__Request A__. Using the spatial data mining project description below, decide whether each statement agrees with it: (i) the MDL-based methods were applied to breeding data on 248 bird species in Finland; (ii) the project works independently of the "Algorithmic and probabilistic methods in data mining" project; (iii) the methods the project developed need parameters to be set. Answer yes or no for each and quote the words that decide it.
__Request B__. According to the spatial data mining project description below, which research project started the cooperation with experts in Finno-Ugrian linguistics and folklore?
__Request C__. Resume the spatial data mining project description below, picking up right after its final sentence.

__Document text__.
*****

Study of place names, dialects, biodiversity, and climate, for example, results in data sets that have strong spatial and (possibly) temporal components. The research project looks at data mining methods that can be used to find spatial and temporal relationships in high-dimensional data. The project works in very close collaboration with the "Algorithmic and probabilistic methods in data mining" project.
We have developed parameter-free methods for spatial data mining based on MDL techniques. These methods have been applied to a data set of breeding information of 248 bird species in Finland. In this application the aim is to find spatially coherent regions, where the distribution of breeding bird species is similar.
Many application areas in our work are closely related to linguistic variation, and the history of settlement: firstly, the study of the distribution of place names in Finland, and secondly, the investigation of spatial distributions of Finnish dialect words. Cooperation with experts in Finno-Ugrian linguistics and folklore has been originated in the research project that analyses signs of ancient Saami inhabitation in South and Central Finland. From the computational point of view some of the main challenges are the analysis of large number of point patterns, and the uncertainty concerning the linguistic origin of individual names.

*****

__Entries__.
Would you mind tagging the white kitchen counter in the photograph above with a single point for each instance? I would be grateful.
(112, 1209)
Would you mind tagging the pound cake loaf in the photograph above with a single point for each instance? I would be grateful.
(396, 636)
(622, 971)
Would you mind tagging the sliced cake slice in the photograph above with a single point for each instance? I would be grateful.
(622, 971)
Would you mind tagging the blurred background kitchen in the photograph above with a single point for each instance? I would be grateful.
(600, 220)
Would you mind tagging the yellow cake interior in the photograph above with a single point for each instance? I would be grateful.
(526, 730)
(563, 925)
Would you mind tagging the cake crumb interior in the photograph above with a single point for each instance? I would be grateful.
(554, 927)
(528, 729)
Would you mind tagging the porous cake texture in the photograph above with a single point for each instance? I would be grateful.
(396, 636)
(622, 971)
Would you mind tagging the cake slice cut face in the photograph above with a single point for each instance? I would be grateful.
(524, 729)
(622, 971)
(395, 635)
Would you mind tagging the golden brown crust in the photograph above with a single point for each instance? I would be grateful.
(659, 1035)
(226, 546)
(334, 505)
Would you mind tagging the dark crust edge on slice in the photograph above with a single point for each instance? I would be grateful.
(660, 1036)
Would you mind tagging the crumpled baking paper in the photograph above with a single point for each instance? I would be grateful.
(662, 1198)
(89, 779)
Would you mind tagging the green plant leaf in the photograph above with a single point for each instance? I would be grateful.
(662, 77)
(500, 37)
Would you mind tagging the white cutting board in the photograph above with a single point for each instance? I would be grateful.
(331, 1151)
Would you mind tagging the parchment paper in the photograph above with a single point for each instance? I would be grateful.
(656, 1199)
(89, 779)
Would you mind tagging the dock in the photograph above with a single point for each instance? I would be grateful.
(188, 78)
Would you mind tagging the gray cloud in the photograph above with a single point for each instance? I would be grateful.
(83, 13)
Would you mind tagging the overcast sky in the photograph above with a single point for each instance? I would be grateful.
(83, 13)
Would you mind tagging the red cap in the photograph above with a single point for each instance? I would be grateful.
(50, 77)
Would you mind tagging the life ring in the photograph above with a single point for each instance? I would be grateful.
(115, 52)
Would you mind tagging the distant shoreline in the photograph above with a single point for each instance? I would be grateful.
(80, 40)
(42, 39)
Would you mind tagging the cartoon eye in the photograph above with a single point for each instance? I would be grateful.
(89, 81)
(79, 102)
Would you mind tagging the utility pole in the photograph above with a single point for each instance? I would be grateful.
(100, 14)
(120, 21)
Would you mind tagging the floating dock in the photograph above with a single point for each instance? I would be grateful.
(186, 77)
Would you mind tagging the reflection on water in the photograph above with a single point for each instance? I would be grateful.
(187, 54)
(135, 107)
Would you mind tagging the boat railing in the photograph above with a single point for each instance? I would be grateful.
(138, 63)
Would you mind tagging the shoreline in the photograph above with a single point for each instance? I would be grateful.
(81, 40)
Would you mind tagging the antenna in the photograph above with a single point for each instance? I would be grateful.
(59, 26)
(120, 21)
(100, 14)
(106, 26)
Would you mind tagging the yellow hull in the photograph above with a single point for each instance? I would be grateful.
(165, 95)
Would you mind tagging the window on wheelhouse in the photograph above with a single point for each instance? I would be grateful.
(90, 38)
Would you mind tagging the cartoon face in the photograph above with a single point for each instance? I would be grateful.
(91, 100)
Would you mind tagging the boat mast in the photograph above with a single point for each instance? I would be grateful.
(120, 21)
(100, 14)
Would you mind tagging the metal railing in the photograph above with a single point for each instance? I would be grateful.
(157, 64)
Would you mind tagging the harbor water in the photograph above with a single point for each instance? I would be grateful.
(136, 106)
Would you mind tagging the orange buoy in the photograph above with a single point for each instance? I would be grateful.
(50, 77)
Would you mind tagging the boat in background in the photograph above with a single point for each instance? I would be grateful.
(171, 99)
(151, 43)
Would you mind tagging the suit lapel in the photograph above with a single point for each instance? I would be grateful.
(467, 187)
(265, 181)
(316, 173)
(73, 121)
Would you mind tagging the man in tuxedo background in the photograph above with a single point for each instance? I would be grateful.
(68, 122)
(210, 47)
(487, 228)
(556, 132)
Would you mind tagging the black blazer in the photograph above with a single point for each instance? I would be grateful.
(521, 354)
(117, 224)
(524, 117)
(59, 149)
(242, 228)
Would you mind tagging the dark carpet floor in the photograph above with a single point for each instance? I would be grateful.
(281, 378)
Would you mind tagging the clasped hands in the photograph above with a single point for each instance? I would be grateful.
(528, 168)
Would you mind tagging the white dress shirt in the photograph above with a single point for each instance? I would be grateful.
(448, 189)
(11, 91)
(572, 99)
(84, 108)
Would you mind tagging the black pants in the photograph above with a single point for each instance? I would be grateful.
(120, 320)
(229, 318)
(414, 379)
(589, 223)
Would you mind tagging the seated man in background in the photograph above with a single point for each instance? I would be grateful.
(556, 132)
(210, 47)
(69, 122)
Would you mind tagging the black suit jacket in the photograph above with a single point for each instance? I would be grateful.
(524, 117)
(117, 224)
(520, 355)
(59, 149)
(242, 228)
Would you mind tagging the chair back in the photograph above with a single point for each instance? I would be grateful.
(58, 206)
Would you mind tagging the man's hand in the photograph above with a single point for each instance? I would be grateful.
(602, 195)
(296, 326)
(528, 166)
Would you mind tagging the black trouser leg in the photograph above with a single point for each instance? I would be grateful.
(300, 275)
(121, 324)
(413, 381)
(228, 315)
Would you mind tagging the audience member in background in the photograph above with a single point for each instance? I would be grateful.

*****

__Expected answer A__.
(i) Yes: "These methods have been applied to a data set of breeding information of 248 bird species in Finland."
(ii) No: "The project works in very close collaboration with the "Algorithmic and probabilistic methods in data mining" project."
(iii) No: "We have developed parameter-free methods for spatial data mining based on MDL techniques."

__Expected answer B__. The project that analyses signs of ancient Saami inhabitation in South and Central Finland.

__Expected answer C__.
Clustering and dimension reduction techniques (e.g., ICA, PCA) have been applied to the dialect word data set, each word being associated with the set of municipalities where the word is known to be used. A goal of the research has been the exploration and evaluation of dialectically coherent regions. The problem of uneven sampling is essential in this application. The data were sampled during the whole 20th century, and the samples were not selected geographically uniformly. We model the missing data and the non-uniform sampling by Bayesian Markov random field models, and Markov chain Monte Carlo methods. The data set is large, and these procedures are heavy. We aim at reconstructing as complete data set as possible, with a clear understanding of the remaining uncertainty. Then clustering and dimension reduction techniqes, for instance, can be applied to more reliable, less unbiased data.
In close collaboration with the Division of Atmospheric Sciences we have analyzed meteorological and micrometeorological data sets to detect factors influencing the formation of atmospheric aerosol particles. Clustering and classification methods have been used. Also the applicability of kernel methods to this task has been under study.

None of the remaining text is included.